▶ _Data entries_
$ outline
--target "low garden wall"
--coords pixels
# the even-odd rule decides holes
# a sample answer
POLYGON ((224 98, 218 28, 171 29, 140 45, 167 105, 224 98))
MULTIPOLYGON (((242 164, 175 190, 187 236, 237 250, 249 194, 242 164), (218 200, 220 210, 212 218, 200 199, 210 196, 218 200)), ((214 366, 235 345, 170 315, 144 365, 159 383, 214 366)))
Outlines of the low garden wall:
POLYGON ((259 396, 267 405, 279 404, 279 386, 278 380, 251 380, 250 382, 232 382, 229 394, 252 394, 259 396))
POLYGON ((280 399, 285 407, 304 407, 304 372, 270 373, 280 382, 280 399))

▶ _Exercise instructions_
Rewrite the records with every "low garden wall" swapped for "brick fence", leaving everything else as it is.

▶ _Answer to the task_
$ outline
--target "brick fence"
--coords pixels
# the even-odd rule decides holes
# a sample answer
POLYGON ((224 98, 218 28, 171 29, 140 45, 167 105, 224 98))
MULTIPOLYGON (((242 164, 175 190, 187 236, 237 250, 249 194, 242 164), (218 200, 220 210, 212 218, 200 199, 210 196, 218 200)), ((214 366, 235 345, 170 315, 144 365, 159 383, 214 366)))
Outlines of the brick fence:
POLYGON ((259 396, 267 405, 279 404, 279 386, 278 380, 251 380, 250 382, 232 382, 229 394, 252 394, 259 396))
POLYGON ((280 399, 285 407, 304 407, 304 372, 270 373, 280 382, 280 399))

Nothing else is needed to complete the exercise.